ASSIGNED TASK:
Repeat exactly every line that comes at or after the line containing "jacket, shaped like this sample", through the end of the entries below.

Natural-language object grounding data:

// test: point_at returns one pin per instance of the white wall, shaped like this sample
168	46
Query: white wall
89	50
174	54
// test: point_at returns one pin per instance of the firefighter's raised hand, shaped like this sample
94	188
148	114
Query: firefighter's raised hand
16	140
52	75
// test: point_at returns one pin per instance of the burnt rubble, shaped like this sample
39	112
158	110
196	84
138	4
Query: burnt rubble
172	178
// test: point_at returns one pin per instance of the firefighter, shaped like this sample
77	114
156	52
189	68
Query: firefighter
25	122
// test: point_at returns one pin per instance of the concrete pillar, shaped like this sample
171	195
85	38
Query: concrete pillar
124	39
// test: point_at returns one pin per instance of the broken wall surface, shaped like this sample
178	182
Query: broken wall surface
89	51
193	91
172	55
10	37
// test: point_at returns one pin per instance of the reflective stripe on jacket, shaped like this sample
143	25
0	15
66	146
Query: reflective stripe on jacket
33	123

SOLUTION FOR THIS EXERCISE:
// test: point_at returns one pin per instance of the reflective stripe on jacket, shaped like this sample
143	25
0	15
66	146
Query: reflective stripe on jacket
33	123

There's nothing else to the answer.